▶ [The problem]:
Can you write out every line of the data below with no changes?

[Labeled contour entries]
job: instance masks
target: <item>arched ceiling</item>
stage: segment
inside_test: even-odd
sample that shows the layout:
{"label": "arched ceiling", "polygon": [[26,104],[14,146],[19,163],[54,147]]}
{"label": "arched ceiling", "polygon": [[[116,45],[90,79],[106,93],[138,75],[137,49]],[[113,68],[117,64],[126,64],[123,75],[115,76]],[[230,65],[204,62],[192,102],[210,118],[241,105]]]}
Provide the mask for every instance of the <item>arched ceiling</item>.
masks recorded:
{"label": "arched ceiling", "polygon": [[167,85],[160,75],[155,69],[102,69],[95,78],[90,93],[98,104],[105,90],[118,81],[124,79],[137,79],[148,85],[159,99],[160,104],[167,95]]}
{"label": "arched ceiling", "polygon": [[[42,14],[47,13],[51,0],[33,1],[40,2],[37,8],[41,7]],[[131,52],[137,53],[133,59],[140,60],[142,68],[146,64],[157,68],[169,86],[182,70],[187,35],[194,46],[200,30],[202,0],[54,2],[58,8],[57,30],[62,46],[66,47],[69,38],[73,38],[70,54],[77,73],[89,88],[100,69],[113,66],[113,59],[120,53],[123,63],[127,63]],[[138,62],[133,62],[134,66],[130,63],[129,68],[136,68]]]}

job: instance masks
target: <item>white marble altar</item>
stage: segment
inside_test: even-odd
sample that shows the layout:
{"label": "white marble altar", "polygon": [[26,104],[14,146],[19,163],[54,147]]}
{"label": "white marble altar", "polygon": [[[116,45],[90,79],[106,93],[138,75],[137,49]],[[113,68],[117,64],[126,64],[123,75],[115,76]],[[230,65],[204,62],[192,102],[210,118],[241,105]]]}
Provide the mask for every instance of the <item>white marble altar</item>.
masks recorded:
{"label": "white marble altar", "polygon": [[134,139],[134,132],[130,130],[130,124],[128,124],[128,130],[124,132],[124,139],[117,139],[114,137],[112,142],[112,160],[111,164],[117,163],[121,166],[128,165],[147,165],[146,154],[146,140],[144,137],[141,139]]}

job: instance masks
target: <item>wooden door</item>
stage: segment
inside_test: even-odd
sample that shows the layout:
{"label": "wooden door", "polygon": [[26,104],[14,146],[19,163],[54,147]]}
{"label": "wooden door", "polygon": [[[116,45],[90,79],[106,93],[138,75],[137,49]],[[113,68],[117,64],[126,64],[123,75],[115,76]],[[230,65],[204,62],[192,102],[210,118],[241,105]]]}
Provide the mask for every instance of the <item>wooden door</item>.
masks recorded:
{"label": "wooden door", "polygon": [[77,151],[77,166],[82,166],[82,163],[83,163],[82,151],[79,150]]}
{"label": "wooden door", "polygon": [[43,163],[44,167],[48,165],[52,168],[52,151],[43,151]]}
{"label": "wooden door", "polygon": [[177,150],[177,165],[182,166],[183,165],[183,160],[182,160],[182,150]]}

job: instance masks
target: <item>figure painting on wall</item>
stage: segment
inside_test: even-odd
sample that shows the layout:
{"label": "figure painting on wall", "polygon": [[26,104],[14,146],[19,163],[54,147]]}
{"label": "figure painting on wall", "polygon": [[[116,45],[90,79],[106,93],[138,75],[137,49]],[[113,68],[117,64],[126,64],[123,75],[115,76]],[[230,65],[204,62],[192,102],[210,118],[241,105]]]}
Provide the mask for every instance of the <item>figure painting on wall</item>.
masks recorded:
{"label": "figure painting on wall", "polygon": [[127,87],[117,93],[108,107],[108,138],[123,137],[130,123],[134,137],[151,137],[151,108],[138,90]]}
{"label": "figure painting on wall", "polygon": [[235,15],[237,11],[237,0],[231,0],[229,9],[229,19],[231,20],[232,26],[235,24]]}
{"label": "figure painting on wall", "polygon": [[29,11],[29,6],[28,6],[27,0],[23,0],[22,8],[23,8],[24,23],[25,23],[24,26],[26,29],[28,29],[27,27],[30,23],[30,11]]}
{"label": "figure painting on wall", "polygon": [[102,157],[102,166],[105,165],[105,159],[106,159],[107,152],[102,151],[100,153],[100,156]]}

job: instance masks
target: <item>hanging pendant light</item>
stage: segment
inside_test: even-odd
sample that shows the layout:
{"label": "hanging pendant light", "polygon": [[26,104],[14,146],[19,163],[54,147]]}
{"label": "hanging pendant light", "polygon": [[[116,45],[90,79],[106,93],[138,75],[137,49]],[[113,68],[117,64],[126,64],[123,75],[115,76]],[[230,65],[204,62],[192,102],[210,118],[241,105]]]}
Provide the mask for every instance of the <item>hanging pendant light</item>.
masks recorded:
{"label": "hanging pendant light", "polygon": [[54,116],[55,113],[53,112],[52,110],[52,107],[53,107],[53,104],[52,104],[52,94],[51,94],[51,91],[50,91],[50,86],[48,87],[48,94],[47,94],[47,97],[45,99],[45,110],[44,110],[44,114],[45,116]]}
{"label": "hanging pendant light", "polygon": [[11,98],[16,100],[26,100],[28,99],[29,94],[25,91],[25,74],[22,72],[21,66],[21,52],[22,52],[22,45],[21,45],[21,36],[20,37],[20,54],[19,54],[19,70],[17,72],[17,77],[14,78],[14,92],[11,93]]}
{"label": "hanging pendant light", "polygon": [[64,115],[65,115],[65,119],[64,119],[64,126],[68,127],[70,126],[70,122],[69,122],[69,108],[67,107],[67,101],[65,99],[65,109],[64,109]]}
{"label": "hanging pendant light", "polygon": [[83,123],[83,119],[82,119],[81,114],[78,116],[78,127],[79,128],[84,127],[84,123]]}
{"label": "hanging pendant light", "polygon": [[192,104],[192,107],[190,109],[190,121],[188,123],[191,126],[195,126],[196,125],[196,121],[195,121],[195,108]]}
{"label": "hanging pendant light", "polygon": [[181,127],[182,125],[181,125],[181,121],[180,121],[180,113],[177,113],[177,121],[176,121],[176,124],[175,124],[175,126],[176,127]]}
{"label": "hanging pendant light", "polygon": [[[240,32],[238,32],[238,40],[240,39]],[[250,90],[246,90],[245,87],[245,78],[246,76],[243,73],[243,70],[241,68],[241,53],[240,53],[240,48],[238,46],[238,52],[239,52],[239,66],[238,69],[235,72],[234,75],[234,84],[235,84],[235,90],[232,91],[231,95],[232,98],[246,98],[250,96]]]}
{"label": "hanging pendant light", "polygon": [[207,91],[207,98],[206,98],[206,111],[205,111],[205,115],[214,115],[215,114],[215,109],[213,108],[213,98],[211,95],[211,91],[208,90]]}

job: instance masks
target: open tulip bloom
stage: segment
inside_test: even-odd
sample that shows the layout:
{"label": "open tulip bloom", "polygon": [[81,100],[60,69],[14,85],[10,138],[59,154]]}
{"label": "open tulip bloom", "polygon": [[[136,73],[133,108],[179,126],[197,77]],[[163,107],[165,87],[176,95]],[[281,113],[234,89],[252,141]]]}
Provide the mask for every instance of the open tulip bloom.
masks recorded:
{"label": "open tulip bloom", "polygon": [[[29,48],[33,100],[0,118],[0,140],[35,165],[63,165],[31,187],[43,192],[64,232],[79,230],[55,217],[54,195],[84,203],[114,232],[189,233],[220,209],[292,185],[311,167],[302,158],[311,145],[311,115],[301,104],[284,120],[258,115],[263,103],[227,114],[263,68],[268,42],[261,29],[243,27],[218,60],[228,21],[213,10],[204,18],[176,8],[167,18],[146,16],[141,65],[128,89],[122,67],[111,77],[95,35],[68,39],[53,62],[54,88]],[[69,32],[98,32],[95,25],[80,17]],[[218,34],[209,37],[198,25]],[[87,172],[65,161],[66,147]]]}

▶ [Solution to the problem]:
job: instance masks
target: <item>arched ceiling</item>
stage: segment
inside_test: even-odd
sample that shows the layout:
{"label": "arched ceiling", "polygon": [[26,104],[14,146],[19,163],[54,147]]}
{"label": "arched ceiling", "polygon": [[[116,45],[90,79],[106,93],[138,75],[137,49]],[[113,68],[117,64],[126,64],[123,75],[115,76]],[[230,65],[204,62],[192,102],[210,118],[241,105]]]}
Provide the mask for every instance of the <item>arched ceiling</item>.
masks recorded:
{"label": "arched ceiling", "polygon": [[167,85],[160,75],[155,69],[102,69],[95,78],[90,93],[98,104],[105,90],[118,81],[124,79],[137,79],[148,85],[159,99],[160,104],[167,95]]}
{"label": "arched ceiling", "polygon": [[[42,14],[47,13],[51,0],[33,1],[40,2],[37,8],[41,7]],[[131,52],[137,53],[133,59],[140,60],[142,68],[146,64],[157,68],[169,86],[182,70],[187,35],[194,46],[200,30],[202,0],[54,2],[58,8],[57,30],[62,46],[66,47],[69,38],[73,38],[70,54],[77,73],[89,88],[100,69],[113,66],[113,59],[120,53],[123,63],[127,63]],[[138,62],[133,62],[134,66],[130,63],[129,68],[136,68]]]}

job: instance masks
target: <item>white marble altar</item>
stage: segment
inside_test: even-odd
sample that shows the layout:
{"label": "white marble altar", "polygon": [[26,104],[14,146],[19,163],[54,147]]}
{"label": "white marble altar", "polygon": [[[116,45],[90,79],[106,93],[138,75],[137,49]],[[113,68],[117,64],[126,64],[123,75],[115,76]],[[230,65],[204,62],[192,102],[210,118],[241,105]]]}
Provide the mask for every instance of the <item>white marble altar</item>.
masks recorded:
{"label": "white marble altar", "polygon": [[134,139],[134,132],[130,130],[130,124],[128,124],[128,130],[124,132],[124,139],[117,139],[114,137],[112,142],[112,160],[111,164],[117,163],[121,166],[128,165],[147,165],[146,154],[146,140],[144,137],[141,139]]}

job: instance masks
target: <item>wooden door</item>
stage: segment
inside_test: even-odd
sample that shows the layout:
{"label": "wooden door", "polygon": [[26,104],[14,146],[19,163],[54,147]]}
{"label": "wooden door", "polygon": [[[116,45],[90,79],[106,93],[138,75],[137,49]],[[113,68],[117,64],[126,64],[123,75],[115,76]],[[230,65],[204,62],[192,102],[210,118],[241,105]]]}
Provide the mask for every instance of the <item>wooden door</item>.
masks recorded:
{"label": "wooden door", "polygon": [[77,151],[77,166],[82,166],[82,163],[83,163],[82,151],[79,150]]}
{"label": "wooden door", "polygon": [[43,163],[44,167],[48,165],[52,168],[52,151],[43,151]]}
{"label": "wooden door", "polygon": [[177,150],[177,165],[182,166],[183,165],[183,160],[182,160],[182,150]]}

job: instance masks
target: <item>figure painting on wall</item>
stage: segment
inside_test: even-odd
sample that shows the layout:
{"label": "figure painting on wall", "polygon": [[26,104],[14,146],[19,163],[54,147]]}
{"label": "figure painting on wall", "polygon": [[[116,45],[90,79],[106,93],[138,75],[137,49]],[[113,68],[117,64],[126,64],[123,75],[115,76]],[[230,65],[204,62],[192,102],[210,118],[241,105]]]}
Provide the mask for every instance of the <item>figure painting on wall</item>.
masks recorded:
{"label": "figure painting on wall", "polygon": [[127,87],[117,93],[108,107],[108,138],[123,137],[130,123],[134,137],[151,137],[151,108],[138,90]]}
{"label": "figure painting on wall", "polygon": [[235,15],[237,11],[237,0],[231,0],[229,9],[229,19],[231,20],[232,26],[235,24]]}
{"label": "figure painting on wall", "polygon": [[29,11],[29,6],[28,6],[27,0],[23,0],[22,8],[23,8],[24,23],[25,23],[24,26],[26,29],[28,29],[27,27],[30,23],[30,11]]}
{"label": "figure painting on wall", "polygon": [[102,157],[102,166],[105,165],[105,159],[106,159],[107,152],[102,151],[100,153],[100,156]]}

job: instance masks
target: <item>hanging pendant light</item>
stage: segment
inside_test: even-odd
sample that shows the layout:
{"label": "hanging pendant light", "polygon": [[26,104],[14,146],[19,163],[54,147]]}
{"label": "hanging pendant light", "polygon": [[[116,45],[90,79],[106,93],[138,75],[137,49]],[[113,68],[117,64],[126,64],[123,75],[115,76]],[[230,65],[204,62],[192,102],[210,118],[241,105]]]}
Provide the mask for every instance of the <item>hanging pendant light</item>.
masks recorded:
{"label": "hanging pendant light", "polygon": [[54,116],[55,113],[53,112],[52,110],[52,107],[53,107],[53,104],[52,104],[52,94],[51,94],[51,91],[50,91],[50,86],[48,87],[48,94],[47,94],[47,97],[45,99],[45,110],[44,110],[44,114],[45,116]]}
{"label": "hanging pendant light", "polygon": [[11,98],[16,100],[26,100],[28,99],[29,94],[25,91],[25,74],[22,72],[21,66],[21,52],[22,52],[22,45],[21,45],[21,36],[20,37],[20,54],[19,54],[19,70],[17,72],[17,77],[14,78],[14,92],[11,93]]}
{"label": "hanging pendant light", "polygon": [[64,115],[65,115],[65,119],[64,119],[64,126],[68,127],[70,126],[70,122],[69,122],[69,108],[67,107],[67,101],[65,99],[65,109],[64,109]]}
{"label": "hanging pendant light", "polygon": [[83,123],[83,119],[82,119],[81,114],[78,116],[78,127],[79,128],[84,127],[84,123]]}
{"label": "hanging pendant light", "polygon": [[192,104],[192,107],[190,109],[190,121],[188,123],[191,126],[195,126],[196,125],[196,121],[195,121],[195,108]]}
{"label": "hanging pendant light", "polygon": [[181,127],[182,125],[181,125],[181,121],[180,121],[180,113],[177,113],[177,121],[176,121],[176,124],[175,124],[175,126],[176,127]]}
{"label": "hanging pendant light", "polygon": [[[240,32],[238,32],[238,40],[240,39]],[[250,90],[246,90],[245,87],[245,78],[246,76],[243,73],[243,70],[241,68],[241,53],[240,53],[240,48],[238,46],[238,52],[239,52],[239,66],[238,69],[235,72],[234,75],[234,84],[235,84],[235,90],[232,91],[231,95],[232,98],[246,98],[250,96]]]}
{"label": "hanging pendant light", "polygon": [[207,91],[207,98],[206,98],[206,111],[205,111],[205,115],[214,115],[215,114],[215,109],[213,108],[213,98],[211,95],[211,91],[208,90]]}

job: instance masks
target: open tulip bloom
stage: segment
inside_test: even-odd
sample that shows the layout:
{"label": "open tulip bloom", "polygon": [[81,100],[60,69],[14,85],[10,138],[59,154]]}
{"label": "open tulip bloom", "polygon": [[[136,73],[133,108],[179,126],[197,77]],[[163,107],[165,87],[176,95]],[[281,113],[234,89],[252,141]]]}
Provide the mask for every instance of the open tulip bloom.
masks recorded:
{"label": "open tulip bloom", "polygon": [[[29,48],[33,100],[0,118],[0,140],[35,165],[63,165],[31,187],[43,192],[64,232],[79,230],[55,217],[54,195],[84,203],[114,232],[189,233],[220,209],[292,185],[311,167],[302,158],[311,145],[311,115],[301,104],[284,120],[258,115],[263,103],[227,114],[263,68],[268,42],[261,29],[243,27],[218,60],[228,21],[213,10],[204,18],[176,8],[167,18],[146,16],[141,65],[128,89],[122,67],[111,77],[95,35],[68,39],[53,62],[54,88]],[[69,32],[98,32],[95,25],[80,17]],[[218,34],[209,37],[198,25]],[[87,172],[65,161],[66,147]]]}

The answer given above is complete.